◆ **DIRECTION**: From the rows below, reproduce verbatim the part that opens with the line containing "Exercise. Locate the white staircase" and continues through the last row, both ends included.

Stored dataset rows
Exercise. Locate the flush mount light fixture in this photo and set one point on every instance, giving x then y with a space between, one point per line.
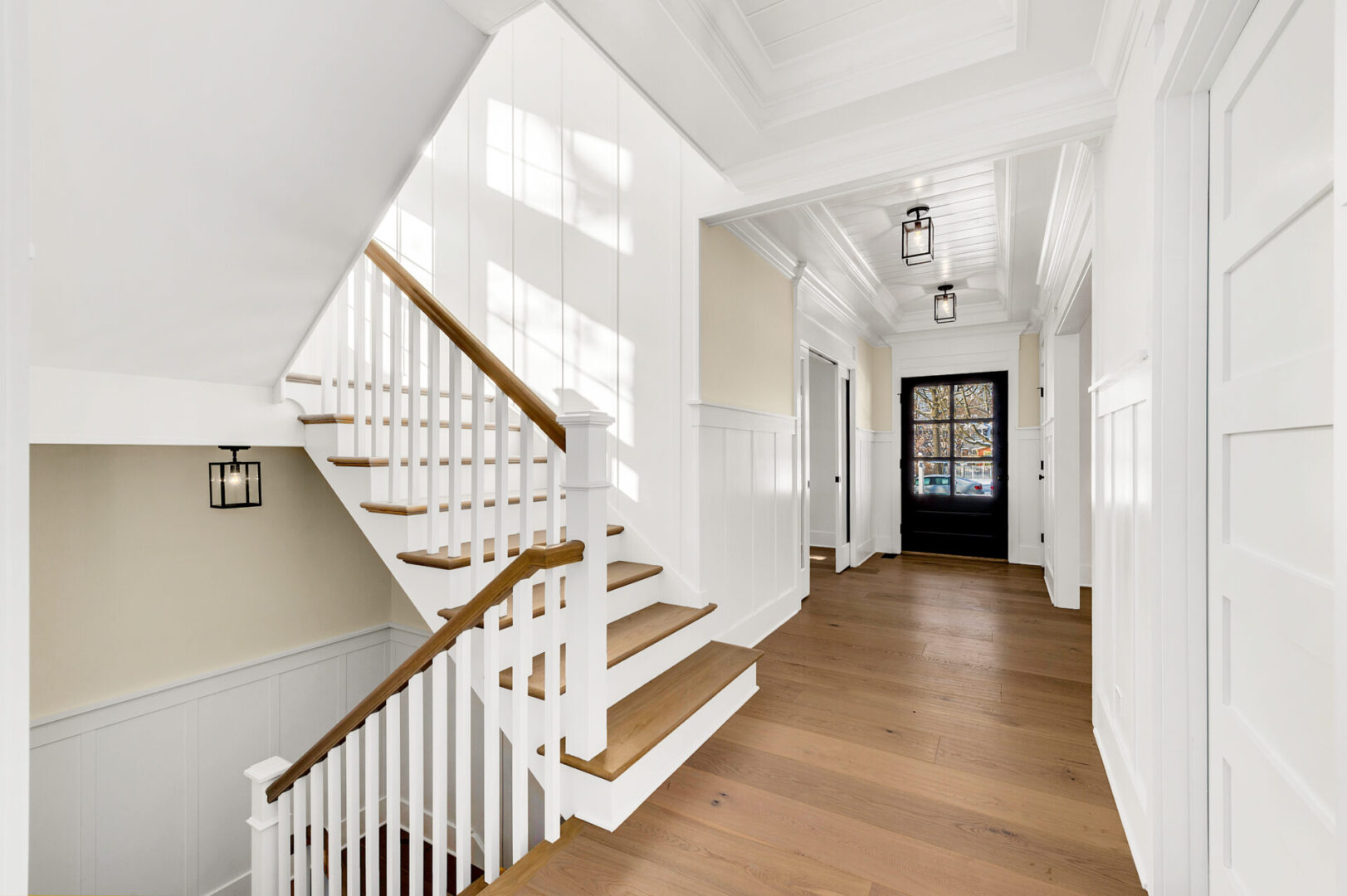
235 483
944 304
918 243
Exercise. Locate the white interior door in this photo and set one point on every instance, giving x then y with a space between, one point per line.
1271 613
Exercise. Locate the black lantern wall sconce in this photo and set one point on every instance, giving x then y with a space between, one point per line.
918 236
235 483
944 304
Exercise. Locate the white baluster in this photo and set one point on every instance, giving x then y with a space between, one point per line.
432 445
315 826
334 771
492 738
285 835
478 484
268 829
376 368
503 485
361 358
371 850
414 402
553 659
344 304
352 840
300 831
523 615
456 442
439 763
462 764
417 782
393 794
586 582
395 397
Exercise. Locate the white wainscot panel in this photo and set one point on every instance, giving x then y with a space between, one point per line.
748 522
146 794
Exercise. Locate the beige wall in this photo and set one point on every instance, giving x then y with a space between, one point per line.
875 382
1029 379
136 582
748 324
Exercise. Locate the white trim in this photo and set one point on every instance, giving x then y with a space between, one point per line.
739 418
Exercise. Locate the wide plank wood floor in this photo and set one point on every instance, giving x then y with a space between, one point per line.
921 729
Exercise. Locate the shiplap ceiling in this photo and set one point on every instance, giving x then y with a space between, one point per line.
988 222
964 215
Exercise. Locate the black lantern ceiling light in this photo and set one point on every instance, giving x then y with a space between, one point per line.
944 304
235 483
918 236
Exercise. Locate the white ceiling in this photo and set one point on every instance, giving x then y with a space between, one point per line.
989 222
808 90
203 173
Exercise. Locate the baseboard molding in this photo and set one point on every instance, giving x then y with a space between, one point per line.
754 630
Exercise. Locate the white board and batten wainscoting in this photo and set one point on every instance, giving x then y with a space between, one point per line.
749 520
147 792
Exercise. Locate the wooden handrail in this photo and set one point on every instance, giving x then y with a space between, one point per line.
505 380
529 562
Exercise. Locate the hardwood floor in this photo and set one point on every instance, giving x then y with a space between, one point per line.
921 729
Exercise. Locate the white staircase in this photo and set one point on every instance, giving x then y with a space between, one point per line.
588 663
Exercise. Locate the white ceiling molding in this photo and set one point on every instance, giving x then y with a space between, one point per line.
842 57
958 332
783 261
1118 28
1070 226
1070 105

◆ **EXERCISE SOLUTION**:
Exercise. Locate the white staircase in this photo and set one point on every instance, giving x then y with a space between, one point per line.
588 663
Exercise. Locate the white ceiling molding in this photo and set one point on every instance, giving x then y with a space between, one point per line.
842 57
958 332
783 261
1118 28
1070 226
1070 105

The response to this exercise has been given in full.